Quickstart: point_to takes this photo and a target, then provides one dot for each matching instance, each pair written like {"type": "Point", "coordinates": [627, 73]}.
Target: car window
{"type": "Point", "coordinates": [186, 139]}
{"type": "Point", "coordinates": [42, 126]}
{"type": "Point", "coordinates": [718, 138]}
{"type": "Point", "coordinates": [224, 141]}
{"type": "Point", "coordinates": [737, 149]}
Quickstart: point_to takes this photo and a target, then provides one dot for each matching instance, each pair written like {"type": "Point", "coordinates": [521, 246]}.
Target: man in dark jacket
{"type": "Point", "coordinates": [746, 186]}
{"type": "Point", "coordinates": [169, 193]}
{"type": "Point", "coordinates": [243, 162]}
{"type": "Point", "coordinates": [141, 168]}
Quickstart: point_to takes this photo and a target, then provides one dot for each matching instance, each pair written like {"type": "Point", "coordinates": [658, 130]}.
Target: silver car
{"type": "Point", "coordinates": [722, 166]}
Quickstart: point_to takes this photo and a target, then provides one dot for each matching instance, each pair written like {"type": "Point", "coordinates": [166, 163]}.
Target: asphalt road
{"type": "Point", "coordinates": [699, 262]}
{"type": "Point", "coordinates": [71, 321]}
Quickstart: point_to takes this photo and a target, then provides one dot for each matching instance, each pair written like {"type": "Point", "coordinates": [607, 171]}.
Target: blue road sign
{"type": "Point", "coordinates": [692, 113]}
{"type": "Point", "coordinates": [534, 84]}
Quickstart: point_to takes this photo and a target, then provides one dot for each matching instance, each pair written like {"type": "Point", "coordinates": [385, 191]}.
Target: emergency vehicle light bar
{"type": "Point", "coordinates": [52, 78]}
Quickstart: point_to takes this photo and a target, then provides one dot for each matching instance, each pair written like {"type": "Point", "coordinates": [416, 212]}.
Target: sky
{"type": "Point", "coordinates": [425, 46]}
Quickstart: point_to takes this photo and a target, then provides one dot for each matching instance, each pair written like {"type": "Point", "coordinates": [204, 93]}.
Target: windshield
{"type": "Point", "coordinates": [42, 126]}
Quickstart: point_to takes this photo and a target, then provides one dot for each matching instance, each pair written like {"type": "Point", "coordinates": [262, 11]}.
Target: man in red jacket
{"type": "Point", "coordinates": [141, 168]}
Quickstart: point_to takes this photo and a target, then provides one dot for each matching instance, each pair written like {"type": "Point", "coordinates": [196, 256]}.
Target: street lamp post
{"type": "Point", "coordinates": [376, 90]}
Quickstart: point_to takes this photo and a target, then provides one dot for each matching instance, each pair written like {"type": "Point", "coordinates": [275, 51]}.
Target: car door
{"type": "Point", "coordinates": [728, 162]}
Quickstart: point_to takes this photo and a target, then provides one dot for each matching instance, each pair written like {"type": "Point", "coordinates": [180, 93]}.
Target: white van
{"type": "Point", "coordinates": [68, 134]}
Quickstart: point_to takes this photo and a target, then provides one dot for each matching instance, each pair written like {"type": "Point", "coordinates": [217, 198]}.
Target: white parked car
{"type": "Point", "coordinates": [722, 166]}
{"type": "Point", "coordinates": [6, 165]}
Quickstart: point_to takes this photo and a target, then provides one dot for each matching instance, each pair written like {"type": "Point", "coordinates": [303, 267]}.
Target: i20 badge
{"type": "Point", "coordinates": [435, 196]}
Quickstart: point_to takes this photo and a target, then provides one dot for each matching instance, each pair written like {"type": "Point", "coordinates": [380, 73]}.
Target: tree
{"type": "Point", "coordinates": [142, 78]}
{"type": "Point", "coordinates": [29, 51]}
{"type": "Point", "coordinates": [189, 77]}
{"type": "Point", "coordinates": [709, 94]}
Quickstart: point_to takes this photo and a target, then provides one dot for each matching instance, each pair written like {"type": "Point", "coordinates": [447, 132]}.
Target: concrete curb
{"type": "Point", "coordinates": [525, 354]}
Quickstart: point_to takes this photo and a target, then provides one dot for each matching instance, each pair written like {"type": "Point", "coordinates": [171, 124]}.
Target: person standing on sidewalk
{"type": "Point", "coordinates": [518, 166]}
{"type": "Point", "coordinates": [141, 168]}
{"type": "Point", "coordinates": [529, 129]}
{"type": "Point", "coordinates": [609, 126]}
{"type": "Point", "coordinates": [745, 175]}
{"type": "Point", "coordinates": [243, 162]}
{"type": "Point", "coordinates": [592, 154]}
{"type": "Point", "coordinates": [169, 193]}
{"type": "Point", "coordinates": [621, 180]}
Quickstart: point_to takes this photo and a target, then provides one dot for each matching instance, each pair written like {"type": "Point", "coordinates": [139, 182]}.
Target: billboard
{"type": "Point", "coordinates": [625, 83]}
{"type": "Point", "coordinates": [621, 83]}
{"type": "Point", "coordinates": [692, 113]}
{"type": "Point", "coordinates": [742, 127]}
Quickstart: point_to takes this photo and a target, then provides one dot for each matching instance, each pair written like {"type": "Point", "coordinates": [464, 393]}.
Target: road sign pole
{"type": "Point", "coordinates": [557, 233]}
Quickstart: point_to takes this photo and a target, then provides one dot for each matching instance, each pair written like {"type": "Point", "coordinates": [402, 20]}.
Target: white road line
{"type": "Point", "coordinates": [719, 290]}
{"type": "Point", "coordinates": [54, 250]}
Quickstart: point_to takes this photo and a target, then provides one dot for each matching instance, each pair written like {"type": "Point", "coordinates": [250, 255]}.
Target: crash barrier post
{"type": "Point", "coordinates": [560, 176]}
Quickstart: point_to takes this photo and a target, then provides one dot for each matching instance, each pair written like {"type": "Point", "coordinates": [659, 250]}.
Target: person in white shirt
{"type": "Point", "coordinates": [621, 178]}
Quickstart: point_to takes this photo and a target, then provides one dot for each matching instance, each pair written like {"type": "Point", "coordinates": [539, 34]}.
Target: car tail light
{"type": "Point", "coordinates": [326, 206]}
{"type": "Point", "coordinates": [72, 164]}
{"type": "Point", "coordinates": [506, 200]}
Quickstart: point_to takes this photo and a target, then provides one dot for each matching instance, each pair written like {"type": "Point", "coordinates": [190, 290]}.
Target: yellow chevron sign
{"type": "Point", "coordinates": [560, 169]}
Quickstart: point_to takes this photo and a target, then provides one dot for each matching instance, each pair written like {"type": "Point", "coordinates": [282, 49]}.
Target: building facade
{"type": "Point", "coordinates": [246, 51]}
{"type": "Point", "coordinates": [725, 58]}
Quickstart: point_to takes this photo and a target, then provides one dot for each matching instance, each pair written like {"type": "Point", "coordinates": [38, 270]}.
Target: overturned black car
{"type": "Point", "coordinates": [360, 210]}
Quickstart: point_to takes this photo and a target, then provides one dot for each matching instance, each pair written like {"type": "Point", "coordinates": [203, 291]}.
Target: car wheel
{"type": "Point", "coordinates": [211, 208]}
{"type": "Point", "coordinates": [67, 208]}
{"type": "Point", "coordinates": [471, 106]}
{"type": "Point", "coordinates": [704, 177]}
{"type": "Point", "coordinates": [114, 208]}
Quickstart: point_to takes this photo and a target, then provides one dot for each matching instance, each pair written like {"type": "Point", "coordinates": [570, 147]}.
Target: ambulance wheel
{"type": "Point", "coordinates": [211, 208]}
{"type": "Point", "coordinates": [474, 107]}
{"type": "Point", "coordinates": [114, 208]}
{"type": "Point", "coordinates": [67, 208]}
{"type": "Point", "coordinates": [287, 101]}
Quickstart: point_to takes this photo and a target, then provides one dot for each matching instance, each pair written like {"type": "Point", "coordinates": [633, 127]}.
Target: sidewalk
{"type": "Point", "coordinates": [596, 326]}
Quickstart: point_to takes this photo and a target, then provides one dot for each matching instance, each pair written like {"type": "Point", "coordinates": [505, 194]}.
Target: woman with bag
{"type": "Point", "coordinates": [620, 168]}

- - - - -

Retype the entries above. Match them exactly.

### Answer space
Quickstart: point_to takes this photo and a target, then provides one dot for each matching instance, each pair written like {"type": "Point", "coordinates": [627, 73]}.
Target: car window
{"type": "Point", "coordinates": [186, 139]}
{"type": "Point", "coordinates": [42, 126]}
{"type": "Point", "coordinates": [718, 138]}
{"type": "Point", "coordinates": [224, 141]}
{"type": "Point", "coordinates": [737, 149]}
Quickstart: point_to takes this photo and a target, then provides one dot for each matching instance, each pair written like {"type": "Point", "coordinates": [521, 246]}.
Target: man in dark jacket
{"type": "Point", "coordinates": [746, 186]}
{"type": "Point", "coordinates": [169, 193]}
{"type": "Point", "coordinates": [243, 162]}
{"type": "Point", "coordinates": [141, 168]}
Quickstart: point_to takes this photo and a target, then provides one dot for each matching instance, each pair written like {"type": "Point", "coordinates": [658, 130]}.
Target: silver car
{"type": "Point", "coordinates": [722, 166]}
Quickstart: point_to takes this photo and a target, then provides one dot for each matching instance, each pair written like {"type": "Point", "coordinates": [166, 163]}.
Target: asphalt road
{"type": "Point", "coordinates": [699, 262]}
{"type": "Point", "coordinates": [71, 321]}
Quickstart: point_to takes this photo and a target, then provides one dot for each matching instance, each pair written like {"type": "Point", "coordinates": [607, 171]}.
Target: blue road sign
{"type": "Point", "coordinates": [692, 113]}
{"type": "Point", "coordinates": [534, 84]}
Quickstart: point_to takes this photo and a target, then provides one dot for each matching instance, each pair written like {"type": "Point", "coordinates": [385, 191]}.
Target: emergency vehicle light bar
{"type": "Point", "coordinates": [52, 78]}
Quickstart: point_to takes this photo and a target, then provides one dot for each matching instance, each pair written like {"type": "Point", "coordinates": [416, 212]}.
Target: sky
{"type": "Point", "coordinates": [425, 46]}
Quickstart: point_to takes this photo and a target, then provides one dot for each matching instance, each pair written like {"type": "Point", "coordinates": [204, 93]}.
Target: windshield
{"type": "Point", "coordinates": [42, 126]}
Quickstart: point_to takes this photo and a target, then provides one dot for each matching instance, each pair written like {"type": "Point", "coordinates": [262, 11]}.
Target: man in red jacket
{"type": "Point", "coordinates": [141, 168]}
Quickstart: point_to takes this photo and a target, then provides one dot for each matching instance, each pair written like {"type": "Point", "coordinates": [196, 256]}.
Target: street lamp post
{"type": "Point", "coordinates": [376, 90]}
Quickstart: point_to takes this photo and a target, then provides one dot for each matching instance, each pair written like {"type": "Point", "coordinates": [275, 51]}.
Target: car door
{"type": "Point", "coordinates": [728, 162]}
Quickstart: point_to takes this photo and a target, then provides one dot for each matching instance, each pair written like {"type": "Point", "coordinates": [180, 93]}.
Target: white van
{"type": "Point", "coordinates": [68, 134]}
Quickstart: point_to takes this photo and a target, then provides one dot for each matching instance, each pair written like {"type": "Point", "coordinates": [217, 198]}.
Target: white parked car
{"type": "Point", "coordinates": [722, 166]}
{"type": "Point", "coordinates": [6, 165]}
Quickstart: point_to takes this photo and a target, then provides one dot for each matching instance, each pair written like {"type": "Point", "coordinates": [303, 267]}.
Target: i20 badge
{"type": "Point", "coordinates": [435, 196]}
Quickstart: point_to takes this photo and a target, then provides one dot for each matching instance, each pair written like {"type": "Point", "coordinates": [380, 73]}.
Target: tree
{"type": "Point", "coordinates": [142, 78]}
{"type": "Point", "coordinates": [29, 51]}
{"type": "Point", "coordinates": [189, 77]}
{"type": "Point", "coordinates": [709, 94]}
Quickstart: point_to takes this photo and a target, then provides one dot for each matching instance, each pair written like {"type": "Point", "coordinates": [447, 132]}.
Target: concrete curb
{"type": "Point", "coordinates": [525, 354]}
Quickstart: point_to takes this photo and a target, then provides one dot for each matching instance, each pair written like {"type": "Point", "coordinates": [171, 124]}.
Target: person standing on sidewalk
{"type": "Point", "coordinates": [518, 166]}
{"type": "Point", "coordinates": [141, 168]}
{"type": "Point", "coordinates": [529, 129]}
{"type": "Point", "coordinates": [609, 126]}
{"type": "Point", "coordinates": [745, 175]}
{"type": "Point", "coordinates": [243, 162]}
{"type": "Point", "coordinates": [592, 154]}
{"type": "Point", "coordinates": [169, 193]}
{"type": "Point", "coordinates": [621, 180]}
Quickstart: point_to takes this photo and a target, then provides one dot for each matching instance, each pair written like {"type": "Point", "coordinates": [139, 182]}.
Target: billboard
{"type": "Point", "coordinates": [625, 83]}
{"type": "Point", "coordinates": [621, 83]}
{"type": "Point", "coordinates": [692, 113]}
{"type": "Point", "coordinates": [742, 127]}
Quickstart: point_to takes this photo and a target, then provides one dot for each matching instance, each pair written like {"type": "Point", "coordinates": [464, 393]}.
Target: road sign pole
{"type": "Point", "coordinates": [557, 233]}
Quickstart: point_to takes this photo and a target, then provides one dot for each matching instance, each pair written like {"type": "Point", "coordinates": [402, 20]}.
Target: white road line
{"type": "Point", "coordinates": [719, 290]}
{"type": "Point", "coordinates": [54, 250]}
Quickstart: point_to takes this photo and a target, then provides one dot for each matching instance, each pair written like {"type": "Point", "coordinates": [250, 255]}.
Target: crash barrier post
{"type": "Point", "coordinates": [560, 176]}
Quickstart: point_to takes this photo and a target, then provides one dot for each matching instance, each pair written like {"type": "Point", "coordinates": [659, 250]}.
Target: person in white shirt
{"type": "Point", "coordinates": [621, 178]}
Quickstart: point_to takes this photo and a target, then provides one dot for each matching instance, each pair written like {"type": "Point", "coordinates": [539, 34]}.
Target: car tail light
{"type": "Point", "coordinates": [326, 206]}
{"type": "Point", "coordinates": [72, 164]}
{"type": "Point", "coordinates": [506, 200]}
Quickstart: point_to takes this photo and a target, then provides one dot for each matching instance, each pair written like {"type": "Point", "coordinates": [190, 290]}.
Target: yellow chevron sign
{"type": "Point", "coordinates": [560, 169]}
Quickstart: point_to takes this photo and a target, then provides one dot for each matching instance, each pair written like {"type": "Point", "coordinates": [282, 49]}.
Target: building facade
{"type": "Point", "coordinates": [246, 51]}
{"type": "Point", "coordinates": [725, 58]}
Quickstart: point_to takes this photo and a target, then provides one dot for each matching instance, each pair written like {"type": "Point", "coordinates": [38, 270]}.
Target: overturned black car
{"type": "Point", "coordinates": [360, 210]}
Quickstart: point_to takes this photo and a target, then provides one dot for each matching instance, each pair written like {"type": "Point", "coordinates": [203, 291]}.
Target: car wheel
{"type": "Point", "coordinates": [211, 208]}
{"type": "Point", "coordinates": [67, 208]}
{"type": "Point", "coordinates": [471, 106]}
{"type": "Point", "coordinates": [704, 177]}
{"type": "Point", "coordinates": [114, 208]}
Quickstart: point_to takes this photo and a target, then provides one dot for each matching instance, each pair written like {"type": "Point", "coordinates": [570, 147]}.
Target: ambulance wheel
{"type": "Point", "coordinates": [211, 208]}
{"type": "Point", "coordinates": [474, 107]}
{"type": "Point", "coordinates": [114, 208]}
{"type": "Point", "coordinates": [67, 208]}
{"type": "Point", "coordinates": [287, 101]}
Quickstart: point_to takes this photo and a target, then provides one dot for each matching instance, each pair written like {"type": "Point", "coordinates": [633, 127]}.
Target: sidewalk
{"type": "Point", "coordinates": [596, 326]}
Quickstart: point_to takes this photo and a target, then provides one dot for each matching instance, each pair written like {"type": "Point", "coordinates": [505, 194]}.
Target: woman with bag
{"type": "Point", "coordinates": [620, 168]}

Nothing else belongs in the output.